[Source data Boundary: Start]

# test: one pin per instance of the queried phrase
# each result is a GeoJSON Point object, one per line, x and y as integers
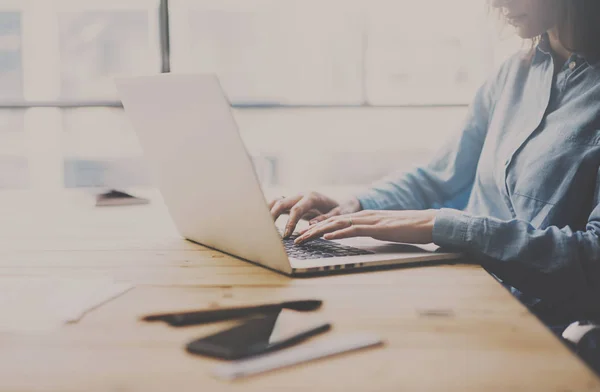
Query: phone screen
{"type": "Point", "coordinates": [260, 334]}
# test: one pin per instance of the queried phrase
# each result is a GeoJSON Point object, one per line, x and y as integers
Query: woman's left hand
{"type": "Point", "coordinates": [415, 227]}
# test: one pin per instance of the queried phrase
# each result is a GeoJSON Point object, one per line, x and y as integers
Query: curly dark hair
{"type": "Point", "coordinates": [578, 25]}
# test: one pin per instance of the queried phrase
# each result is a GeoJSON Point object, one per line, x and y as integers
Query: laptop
{"type": "Point", "coordinates": [202, 168]}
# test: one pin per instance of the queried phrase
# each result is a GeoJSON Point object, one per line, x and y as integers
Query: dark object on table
{"type": "Point", "coordinates": [118, 198]}
{"type": "Point", "coordinates": [259, 335]}
{"type": "Point", "coordinates": [210, 316]}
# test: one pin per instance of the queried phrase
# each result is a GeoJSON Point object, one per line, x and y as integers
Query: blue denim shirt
{"type": "Point", "coordinates": [518, 185]}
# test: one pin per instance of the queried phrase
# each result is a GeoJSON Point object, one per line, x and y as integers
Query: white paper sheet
{"type": "Point", "coordinates": [35, 304]}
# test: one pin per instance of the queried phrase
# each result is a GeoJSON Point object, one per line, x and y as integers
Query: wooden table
{"type": "Point", "coordinates": [447, 328]}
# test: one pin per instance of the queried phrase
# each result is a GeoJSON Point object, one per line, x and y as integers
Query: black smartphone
{"type": "Point", "coordinates": [260, 335]}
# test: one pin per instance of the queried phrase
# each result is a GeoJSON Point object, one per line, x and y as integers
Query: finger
{"type": "Point", "coordinates": [322, 228]}
{"type": "Point", "coordinates": [272, 202]}
{"type": "Point", "coordinates": [335, 212]}
{"type": "Point", "coordinates": [296, 213]}
{"type": "Point", "coordinates": [349, 232]}
{"type": "Point", "coordinates": [312, 214]}
{"type": "Point", "coordinates": [284, 205]}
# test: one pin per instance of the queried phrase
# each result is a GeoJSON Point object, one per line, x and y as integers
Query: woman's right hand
{"type": "Point", "coordinates": [314, 206]}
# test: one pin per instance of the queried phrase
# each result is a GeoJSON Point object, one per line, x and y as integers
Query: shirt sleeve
{"type": "Point", "coordinates": [554, 264]}
{"type": "Point", "coordinates": [449, 175]}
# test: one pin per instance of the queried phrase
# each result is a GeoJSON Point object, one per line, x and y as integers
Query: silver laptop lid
{"type": "Point", "coordinates": [200, 164]}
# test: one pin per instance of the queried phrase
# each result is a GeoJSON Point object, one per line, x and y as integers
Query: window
{"type": "Point", "coordinates": [325, 91]}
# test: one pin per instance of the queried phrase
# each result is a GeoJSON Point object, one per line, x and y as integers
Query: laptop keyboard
{"type": "Point", "coordinates": [319, 249]}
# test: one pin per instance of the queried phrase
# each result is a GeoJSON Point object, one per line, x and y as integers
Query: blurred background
{"type": "Point", "coordinates": [326, 92]}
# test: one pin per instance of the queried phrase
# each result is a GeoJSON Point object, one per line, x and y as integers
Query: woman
{"type": "Point", "coordinates": [518, 189]}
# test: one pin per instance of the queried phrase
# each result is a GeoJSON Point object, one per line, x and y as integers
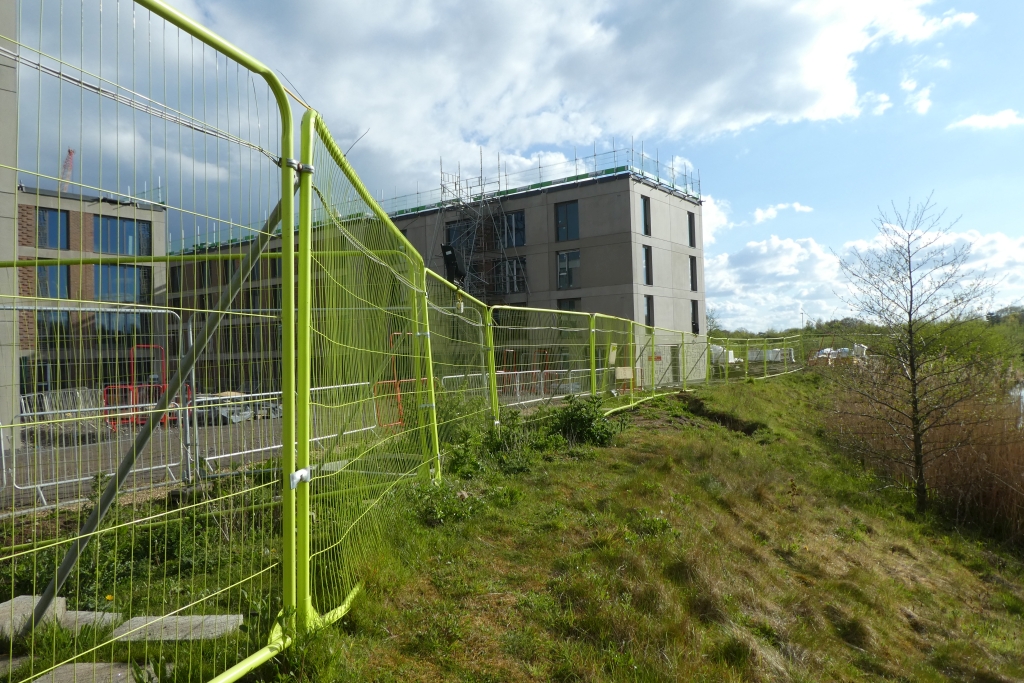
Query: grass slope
{"type": "Point", "coordinates": [718, 539]}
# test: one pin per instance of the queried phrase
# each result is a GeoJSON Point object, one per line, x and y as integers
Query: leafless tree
{"type": "Point", "coordinates": [930, 374]}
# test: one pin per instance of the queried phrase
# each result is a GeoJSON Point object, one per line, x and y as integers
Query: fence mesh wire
{"type": "Point", "coordinates": [141, 241]}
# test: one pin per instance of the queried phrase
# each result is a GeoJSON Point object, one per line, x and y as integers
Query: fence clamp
{"type": "Point", "coordinates": [299, 167]}
{"type": "Point", "coordinates": [297, 476]}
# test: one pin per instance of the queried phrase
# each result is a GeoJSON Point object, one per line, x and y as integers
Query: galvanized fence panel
{"type": "Point", "coordinates": [141, 500]}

[Source data Boundary: End]

**Aim of the task:** In the copy, no pictures should appear; the records themselves must be repeated exactly.

**Exercise result:**
# test: one pin per instance of the queried phrase
# each result is a GeoJSON Point object, one per line, x and y as integers
Query: phone screen
{"type": "Point", "coordinates": [260, 334]}
# test: one pin per instance of the queried phrase
# each result is a GeoJSON Point object, one per line, x and y as integers
Query: woman's left hand
{"type": "Point", "coordinates": [415, 227]}
# test: one pin per instance of the queried phrase
# each result is a GeoJSON Point object, one per line, x and y as integers
Query: curly dark hair
{"type": "Point", "coordinates": [578, 25]}
# test: one pin per instance of the queried phrase
# each result is a GeoJSON Point object, one per line, x and y as integers
Query: laptop
{"type": "Point", "coordinates": [202, 168]}
# test: one pin per instance of the queried phrase
# each result is a GeoJSON Point object, one per line, x and y as integers
Query: dark object on table
{"type": "Point", "coordinates": [118, 198]}
{"type": "Point", "coordinates": [259, 335]}
{"type": "Point", "coordinates": [210, 316]}
# test: one pin per instance of the queried phrase
# each result is a GeoJSON Point object, one per line, x and y as integers
Query: blue denim shirt
{"type": "Point", "coordinates": [518, 185]}
# test: one pin per instance of the queried phrase
# each result is a GeoJSON Point object, one per line, x and y as integers
Query: white paper sheet
{"type": "Point", "coordinates": [35, 304]}
# test: one pin per instance of the queried phrase
# each result is a GeoJSON Point object, one per line, x and y as integers
Query: wooden table
{"type": "Point", "coordinates": [447, 328]}
# test: one pin per instance of the queried phrase
# each result is a GeoJSON Point object, one per line, x and y as integers
Query: black smartphone
{"type": "Point", "coordinates": [260, 335]}
# test: one pin per instance of the queried phrase
# each result is a GeoJSON Point object, one per line, x and y as integers
Query: finger
{"type": "Point", "coordinates": [322, 228]}
{"type": "Point", "coordinates": [272, 202]}
{"type": "Point", "coordinates": [335, 212]}
{"type": "Point", "coordinates": [296, 213]}
{"type": "Point", "coordinates": [349, 232]}
{"type": "Point", "coordinates": [312, 214]}
{"type": "Point", "coordinates": [284, 205]}
# test: one pin per instance of the queried phrase
# each result is a GeoJSON Point object, one per line, x and y as integers
Query: woman's right hand
{"type": "Point", "coordinates": [314, 206]}
# test: one pin per instance of the queried phrase
# each result is a GeoJSON Point object, one per line, x and y as integers
Query: shirt sleeve
{"type": "Point", "coordinates": [554, 264]}
{"type": "Point", "coordinates": [449, 175]}
# test: one pin per instance of the queried phrase
# each result is a GeoJSON Point object, one per line, x and y as integers
Query: silver laptop lid
{"type": "Point", "coordinates": [200, 164]}
# test: one pin per instance of the queried phrase
# each result is a GeoJSON Point object, one per line, x and y as integers
Query: window
{"type": "Point", "coordinates": [325, 91]}
# test: one pin per instance of the queried phrase
# each result is a GeoJSON Point object, one per line, x and y as integers
Query: laptop keyboard
{"type": "Point", "coordinates": [319, 249]}
# test: one pin per instance of the queried phrase
# each result is a GeoJSON Point object, one per line, x and y as integers
Query: blurred background
{"type": "Point", "coordinates": [326, 92]}
# test: one pin per instance of the queried phrase
# each result is a GeoJSON Point object, one per line, x and y as integers
Query: woman
{"type": "Point", "coordinates": [518, 189]}
# test: one pin per instance of the queried phrase
# each result is a GeoJSON Point object, one per line, x and y as integers
Query: grass slope
{"type": "Point", "coordinates": [718, 539]}
# test: one pin per instance of the queried phrase
# each result is a GeoJSON Point object, one per line, x and y as integers
Query: leafless tree
{"type": "Point", "coordinates": [930, 374]}
# test: one pin per instance of the queried phrase
# each result is a GeoJSON Point object, one per line, x and y as integers
Query: fence mesh wire
{"type": "Point", "coordinates": [141, 241]}
# test: one pin per instance of the queried phrase
# each result is a GeoJSON Point object, one per line, x and y as integers
Query: fence clamp
{"type": "Point", "coordinates": [299, 167]}
{"type": "Point", "coordinates": [297, 476]}
# test: one pin per instance of the queried phrase
# each result is a GeoJSON Point object, one per line, x and y as integers
Query: galvanized fence panel
{"type": "Point", "coordinates": [141, 500]}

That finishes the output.